文書セクション
トップページ>賠償支援>運営委員会運営委員会議事次第>第59回委員会 議事次第 議事要旨

第59回原子力損害賠償・廃炉等支援機構運営委員会の開催について

平成29年4月10日
原子力損害賠償・廃炉等支援機構


本日、以下のとおり第59回運営委員会を開催いたしましたので、お知らせします。


日時:平成29年4月10日(月)9:30~11:30

場所:原子力損害賠償・廃炉等支援機構 大会議室

議事内容:
  • 責任と競争に関する経営評価について
  • 新々総合特別事業計画について


※後日、議事要旨を公表する予定となっております。


(以上)


第59回原子力損害賠償・廃炉等支援機構運営委員会 議事要旨


日時:平成29年4月10日(月)9:30~11:30
場所:原子力損害賠償・廃炉等支援機構 大会議室

議事要旨:
1.新々総合特別事業計画について
 東京電力より、新々総合特別事業計画の総論及び廃炉パートについて、以下のとおり説明があった。
○総論には、これまでの取組として、JERAの設立やコストカットの進展等で一定の成果を上げる一方、需要減や競争の激化により市場の縮小が想定されること、柏崎刈羽原子力発電所の再稼働が遅延していること等から恒常的な収支改善にいたっていないこと等を記載する予定。

目標 1
レコードの中で「Query: bracelet」を含む行から、レコードの最後の行までを、両端の行も含めてJSONの文字列リストに変換してください。1行を1つの文字列とし、空行は除いてください。
本文とレコードはそれぞれ独立した別の資料です。

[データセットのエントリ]
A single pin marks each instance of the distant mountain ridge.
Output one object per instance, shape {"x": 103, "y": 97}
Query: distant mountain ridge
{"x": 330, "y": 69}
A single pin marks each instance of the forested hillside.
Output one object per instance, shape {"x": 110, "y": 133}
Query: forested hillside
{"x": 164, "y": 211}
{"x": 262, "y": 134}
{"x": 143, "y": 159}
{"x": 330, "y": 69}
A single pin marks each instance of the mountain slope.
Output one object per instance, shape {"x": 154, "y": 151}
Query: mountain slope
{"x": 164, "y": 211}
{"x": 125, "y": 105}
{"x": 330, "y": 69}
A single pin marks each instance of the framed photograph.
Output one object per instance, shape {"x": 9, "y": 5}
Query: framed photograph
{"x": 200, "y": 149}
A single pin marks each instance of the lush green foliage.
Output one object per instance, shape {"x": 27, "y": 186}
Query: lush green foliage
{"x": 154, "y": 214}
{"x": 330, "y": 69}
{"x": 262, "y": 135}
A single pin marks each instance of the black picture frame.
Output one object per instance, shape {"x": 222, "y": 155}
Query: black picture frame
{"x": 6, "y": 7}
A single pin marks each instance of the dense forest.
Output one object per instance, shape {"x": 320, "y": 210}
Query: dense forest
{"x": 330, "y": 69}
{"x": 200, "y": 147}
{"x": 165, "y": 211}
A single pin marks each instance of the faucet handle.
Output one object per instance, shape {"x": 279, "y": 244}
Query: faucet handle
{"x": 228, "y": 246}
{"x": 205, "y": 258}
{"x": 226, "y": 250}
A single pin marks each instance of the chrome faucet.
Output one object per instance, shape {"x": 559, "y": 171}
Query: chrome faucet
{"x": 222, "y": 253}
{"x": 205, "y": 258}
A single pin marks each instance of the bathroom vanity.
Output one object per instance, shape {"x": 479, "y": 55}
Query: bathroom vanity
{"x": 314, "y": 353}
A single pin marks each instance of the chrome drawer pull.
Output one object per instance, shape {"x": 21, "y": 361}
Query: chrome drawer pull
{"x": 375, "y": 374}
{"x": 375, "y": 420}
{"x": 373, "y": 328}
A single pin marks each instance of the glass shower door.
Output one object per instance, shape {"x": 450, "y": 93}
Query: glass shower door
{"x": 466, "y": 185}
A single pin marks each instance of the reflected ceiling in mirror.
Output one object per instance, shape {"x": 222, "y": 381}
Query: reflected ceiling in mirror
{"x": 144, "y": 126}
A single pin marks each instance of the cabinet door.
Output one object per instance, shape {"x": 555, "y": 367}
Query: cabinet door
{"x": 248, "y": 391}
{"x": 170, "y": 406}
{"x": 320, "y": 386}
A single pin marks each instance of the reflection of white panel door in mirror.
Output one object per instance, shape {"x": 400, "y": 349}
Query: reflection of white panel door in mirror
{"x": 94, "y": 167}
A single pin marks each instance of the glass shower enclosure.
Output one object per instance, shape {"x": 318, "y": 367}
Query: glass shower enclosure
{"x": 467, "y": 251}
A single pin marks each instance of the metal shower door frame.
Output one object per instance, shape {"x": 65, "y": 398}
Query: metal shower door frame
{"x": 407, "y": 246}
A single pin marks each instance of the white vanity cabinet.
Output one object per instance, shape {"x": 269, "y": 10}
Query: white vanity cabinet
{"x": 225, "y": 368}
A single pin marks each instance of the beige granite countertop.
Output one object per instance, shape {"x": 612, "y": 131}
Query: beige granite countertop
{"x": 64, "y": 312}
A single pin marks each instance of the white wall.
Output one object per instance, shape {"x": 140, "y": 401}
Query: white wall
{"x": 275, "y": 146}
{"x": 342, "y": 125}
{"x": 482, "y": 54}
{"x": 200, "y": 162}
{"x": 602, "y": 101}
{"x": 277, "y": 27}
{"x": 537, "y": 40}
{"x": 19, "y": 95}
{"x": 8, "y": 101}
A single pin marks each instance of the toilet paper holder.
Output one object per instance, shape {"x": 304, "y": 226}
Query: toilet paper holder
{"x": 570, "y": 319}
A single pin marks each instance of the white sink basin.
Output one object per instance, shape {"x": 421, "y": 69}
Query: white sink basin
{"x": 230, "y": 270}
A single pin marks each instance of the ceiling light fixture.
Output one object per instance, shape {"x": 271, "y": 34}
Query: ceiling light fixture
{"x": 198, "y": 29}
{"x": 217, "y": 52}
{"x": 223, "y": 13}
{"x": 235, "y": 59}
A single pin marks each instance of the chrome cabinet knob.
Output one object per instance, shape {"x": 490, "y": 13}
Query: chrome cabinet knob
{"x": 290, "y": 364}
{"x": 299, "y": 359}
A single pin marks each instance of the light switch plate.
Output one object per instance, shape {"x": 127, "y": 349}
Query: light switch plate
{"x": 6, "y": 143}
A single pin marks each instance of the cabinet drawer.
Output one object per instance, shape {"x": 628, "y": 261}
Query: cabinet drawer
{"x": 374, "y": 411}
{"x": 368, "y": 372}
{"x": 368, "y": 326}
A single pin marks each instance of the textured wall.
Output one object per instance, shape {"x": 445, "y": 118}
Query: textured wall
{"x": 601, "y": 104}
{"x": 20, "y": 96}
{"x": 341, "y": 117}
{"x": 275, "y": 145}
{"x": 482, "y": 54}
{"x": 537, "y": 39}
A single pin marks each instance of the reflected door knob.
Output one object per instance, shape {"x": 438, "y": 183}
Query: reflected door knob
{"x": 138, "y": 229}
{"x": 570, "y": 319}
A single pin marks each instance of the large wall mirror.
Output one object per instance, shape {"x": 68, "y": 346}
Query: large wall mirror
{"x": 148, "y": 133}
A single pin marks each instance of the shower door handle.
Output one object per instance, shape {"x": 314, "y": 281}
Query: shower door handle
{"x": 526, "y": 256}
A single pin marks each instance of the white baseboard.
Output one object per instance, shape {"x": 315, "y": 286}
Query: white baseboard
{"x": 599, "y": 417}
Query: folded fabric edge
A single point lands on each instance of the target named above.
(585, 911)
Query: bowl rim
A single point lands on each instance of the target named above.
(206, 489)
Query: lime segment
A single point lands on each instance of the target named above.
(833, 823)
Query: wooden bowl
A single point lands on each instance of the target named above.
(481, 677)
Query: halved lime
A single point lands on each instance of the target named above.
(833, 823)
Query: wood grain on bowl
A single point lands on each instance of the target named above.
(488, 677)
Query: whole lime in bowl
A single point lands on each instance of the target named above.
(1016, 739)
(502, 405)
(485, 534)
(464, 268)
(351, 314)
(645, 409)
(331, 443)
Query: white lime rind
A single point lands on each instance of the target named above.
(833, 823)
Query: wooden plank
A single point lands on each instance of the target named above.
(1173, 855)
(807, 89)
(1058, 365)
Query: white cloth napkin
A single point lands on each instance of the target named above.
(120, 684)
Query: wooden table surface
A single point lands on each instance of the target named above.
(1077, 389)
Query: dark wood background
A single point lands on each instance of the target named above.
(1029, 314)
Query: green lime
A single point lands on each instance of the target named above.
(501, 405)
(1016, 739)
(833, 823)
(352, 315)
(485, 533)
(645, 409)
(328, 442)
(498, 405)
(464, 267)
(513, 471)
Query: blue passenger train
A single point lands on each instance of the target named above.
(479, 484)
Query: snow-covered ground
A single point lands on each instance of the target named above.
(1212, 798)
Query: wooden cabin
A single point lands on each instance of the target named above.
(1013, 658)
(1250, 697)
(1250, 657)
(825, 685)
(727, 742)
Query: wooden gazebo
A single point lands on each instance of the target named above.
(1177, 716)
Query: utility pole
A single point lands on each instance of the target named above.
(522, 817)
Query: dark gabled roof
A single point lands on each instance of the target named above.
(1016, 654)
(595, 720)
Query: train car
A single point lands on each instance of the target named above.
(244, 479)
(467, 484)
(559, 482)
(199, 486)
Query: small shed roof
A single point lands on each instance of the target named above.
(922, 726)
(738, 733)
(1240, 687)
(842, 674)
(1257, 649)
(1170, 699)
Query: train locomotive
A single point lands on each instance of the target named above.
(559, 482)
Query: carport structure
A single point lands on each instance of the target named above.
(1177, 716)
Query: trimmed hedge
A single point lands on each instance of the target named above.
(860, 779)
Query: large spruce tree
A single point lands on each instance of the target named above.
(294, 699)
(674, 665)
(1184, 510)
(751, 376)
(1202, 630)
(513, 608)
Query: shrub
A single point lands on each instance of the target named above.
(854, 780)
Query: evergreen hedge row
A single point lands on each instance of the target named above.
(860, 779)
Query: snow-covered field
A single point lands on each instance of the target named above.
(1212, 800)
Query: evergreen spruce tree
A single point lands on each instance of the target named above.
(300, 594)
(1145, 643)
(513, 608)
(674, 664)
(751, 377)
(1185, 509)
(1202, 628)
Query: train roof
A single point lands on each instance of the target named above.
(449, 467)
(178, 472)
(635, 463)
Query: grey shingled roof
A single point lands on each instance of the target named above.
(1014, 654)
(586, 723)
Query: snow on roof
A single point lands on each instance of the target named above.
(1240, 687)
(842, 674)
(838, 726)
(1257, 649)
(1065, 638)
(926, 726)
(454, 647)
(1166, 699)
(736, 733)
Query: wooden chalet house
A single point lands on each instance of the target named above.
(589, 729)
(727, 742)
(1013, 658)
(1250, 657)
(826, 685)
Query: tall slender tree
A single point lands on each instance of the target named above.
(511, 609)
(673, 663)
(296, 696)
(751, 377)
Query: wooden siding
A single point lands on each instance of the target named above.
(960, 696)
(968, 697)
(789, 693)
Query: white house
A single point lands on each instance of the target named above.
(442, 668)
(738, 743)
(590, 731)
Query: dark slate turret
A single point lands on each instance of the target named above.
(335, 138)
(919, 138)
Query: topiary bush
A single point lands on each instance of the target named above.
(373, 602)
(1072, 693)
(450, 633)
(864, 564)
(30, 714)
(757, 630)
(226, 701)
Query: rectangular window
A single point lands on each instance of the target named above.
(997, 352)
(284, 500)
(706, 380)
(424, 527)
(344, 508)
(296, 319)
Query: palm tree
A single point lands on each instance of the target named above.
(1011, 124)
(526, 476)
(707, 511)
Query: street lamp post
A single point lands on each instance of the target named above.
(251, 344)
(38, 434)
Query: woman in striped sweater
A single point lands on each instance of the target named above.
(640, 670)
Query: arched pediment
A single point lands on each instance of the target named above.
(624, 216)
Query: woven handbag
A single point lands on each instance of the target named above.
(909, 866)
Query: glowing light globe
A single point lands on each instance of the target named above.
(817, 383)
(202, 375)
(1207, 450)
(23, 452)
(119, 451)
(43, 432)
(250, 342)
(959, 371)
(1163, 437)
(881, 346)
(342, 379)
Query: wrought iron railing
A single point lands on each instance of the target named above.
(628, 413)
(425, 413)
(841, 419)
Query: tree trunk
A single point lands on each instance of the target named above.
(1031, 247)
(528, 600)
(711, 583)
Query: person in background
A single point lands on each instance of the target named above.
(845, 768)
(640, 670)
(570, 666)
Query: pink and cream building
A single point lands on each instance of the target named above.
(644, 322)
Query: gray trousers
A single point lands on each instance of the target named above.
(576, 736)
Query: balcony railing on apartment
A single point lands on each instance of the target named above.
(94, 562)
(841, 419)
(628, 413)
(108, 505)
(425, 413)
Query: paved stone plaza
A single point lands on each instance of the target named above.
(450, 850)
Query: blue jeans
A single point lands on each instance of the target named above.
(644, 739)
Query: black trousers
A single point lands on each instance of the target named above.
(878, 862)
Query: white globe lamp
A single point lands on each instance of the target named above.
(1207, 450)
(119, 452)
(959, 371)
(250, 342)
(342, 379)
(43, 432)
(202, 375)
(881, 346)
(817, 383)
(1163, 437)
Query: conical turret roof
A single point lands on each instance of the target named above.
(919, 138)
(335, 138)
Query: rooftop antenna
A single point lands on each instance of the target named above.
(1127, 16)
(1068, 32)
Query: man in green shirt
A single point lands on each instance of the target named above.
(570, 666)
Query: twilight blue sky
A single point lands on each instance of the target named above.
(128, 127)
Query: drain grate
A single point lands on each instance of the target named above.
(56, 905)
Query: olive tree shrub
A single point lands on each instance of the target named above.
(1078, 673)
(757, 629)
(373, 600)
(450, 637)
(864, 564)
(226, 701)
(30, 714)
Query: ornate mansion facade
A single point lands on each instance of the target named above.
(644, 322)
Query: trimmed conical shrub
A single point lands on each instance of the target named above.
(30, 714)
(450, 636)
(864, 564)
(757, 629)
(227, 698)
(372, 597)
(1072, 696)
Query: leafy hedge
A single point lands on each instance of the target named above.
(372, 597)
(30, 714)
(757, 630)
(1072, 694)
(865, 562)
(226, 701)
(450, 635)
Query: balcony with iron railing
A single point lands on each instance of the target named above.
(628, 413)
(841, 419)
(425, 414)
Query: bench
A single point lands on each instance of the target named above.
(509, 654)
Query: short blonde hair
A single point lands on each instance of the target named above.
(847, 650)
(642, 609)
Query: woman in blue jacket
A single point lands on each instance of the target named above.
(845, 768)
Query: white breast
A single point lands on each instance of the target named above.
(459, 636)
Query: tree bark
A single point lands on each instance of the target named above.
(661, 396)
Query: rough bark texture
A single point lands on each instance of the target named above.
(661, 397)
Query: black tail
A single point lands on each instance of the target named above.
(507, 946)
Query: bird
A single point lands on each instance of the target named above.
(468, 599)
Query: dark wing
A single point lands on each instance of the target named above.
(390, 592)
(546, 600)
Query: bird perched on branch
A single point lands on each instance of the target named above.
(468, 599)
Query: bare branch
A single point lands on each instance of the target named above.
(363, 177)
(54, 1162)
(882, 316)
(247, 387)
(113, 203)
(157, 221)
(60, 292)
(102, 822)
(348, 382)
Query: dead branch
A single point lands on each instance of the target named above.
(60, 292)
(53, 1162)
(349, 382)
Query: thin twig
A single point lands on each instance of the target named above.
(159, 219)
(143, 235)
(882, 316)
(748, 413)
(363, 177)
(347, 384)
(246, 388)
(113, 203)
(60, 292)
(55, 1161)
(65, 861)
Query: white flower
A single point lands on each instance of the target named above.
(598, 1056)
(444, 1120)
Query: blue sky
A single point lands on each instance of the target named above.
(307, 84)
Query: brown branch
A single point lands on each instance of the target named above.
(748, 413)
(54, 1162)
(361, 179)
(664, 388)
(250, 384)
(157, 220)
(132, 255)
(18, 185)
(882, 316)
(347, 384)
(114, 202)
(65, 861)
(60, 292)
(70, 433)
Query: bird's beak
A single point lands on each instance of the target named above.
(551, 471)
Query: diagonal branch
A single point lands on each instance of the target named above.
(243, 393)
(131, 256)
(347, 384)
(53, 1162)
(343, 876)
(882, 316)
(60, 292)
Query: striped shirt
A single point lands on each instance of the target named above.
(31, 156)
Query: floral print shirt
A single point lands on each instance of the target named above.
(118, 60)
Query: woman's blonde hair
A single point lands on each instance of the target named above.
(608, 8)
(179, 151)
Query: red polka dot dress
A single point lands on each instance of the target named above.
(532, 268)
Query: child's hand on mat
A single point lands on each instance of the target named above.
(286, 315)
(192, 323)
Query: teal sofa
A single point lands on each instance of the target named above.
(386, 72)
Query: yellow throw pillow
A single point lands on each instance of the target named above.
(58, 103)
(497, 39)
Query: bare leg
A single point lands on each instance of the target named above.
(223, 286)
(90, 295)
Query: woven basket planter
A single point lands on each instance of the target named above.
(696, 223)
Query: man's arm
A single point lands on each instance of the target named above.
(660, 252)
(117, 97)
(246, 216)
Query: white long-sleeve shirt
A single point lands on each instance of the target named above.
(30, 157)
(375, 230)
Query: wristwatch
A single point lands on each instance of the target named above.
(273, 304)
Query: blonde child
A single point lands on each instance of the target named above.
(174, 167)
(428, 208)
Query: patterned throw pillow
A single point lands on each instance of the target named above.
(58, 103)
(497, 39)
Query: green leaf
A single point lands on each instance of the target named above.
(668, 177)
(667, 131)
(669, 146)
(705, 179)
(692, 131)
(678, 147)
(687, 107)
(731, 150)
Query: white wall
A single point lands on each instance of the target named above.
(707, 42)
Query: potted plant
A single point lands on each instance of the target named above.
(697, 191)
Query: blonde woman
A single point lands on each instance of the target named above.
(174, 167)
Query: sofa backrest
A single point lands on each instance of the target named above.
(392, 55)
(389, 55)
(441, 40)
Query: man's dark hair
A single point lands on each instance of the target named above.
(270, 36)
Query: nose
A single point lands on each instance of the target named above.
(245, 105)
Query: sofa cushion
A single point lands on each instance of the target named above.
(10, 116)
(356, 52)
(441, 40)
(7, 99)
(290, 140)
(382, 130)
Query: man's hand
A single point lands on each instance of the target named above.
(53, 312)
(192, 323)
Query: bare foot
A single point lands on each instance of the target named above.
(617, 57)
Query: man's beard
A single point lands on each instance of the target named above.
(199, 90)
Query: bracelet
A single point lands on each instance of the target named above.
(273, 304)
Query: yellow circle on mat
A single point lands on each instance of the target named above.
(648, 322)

目標 2
本文によると、第59回運営委員会はどこで開催されましたか。

完全な回答 1
[
  "Query: bracelet",
  "A single point lands on each instance of the target named above.",
  "(273, 304)",
  "Query: yellow circle on mat",
  "A single point lands on each instance of the target named above.",
  "(648, 322)"
]

完全な回答 2
原子力損害賠償・廃炉等支援機構の大会議室で開催されました。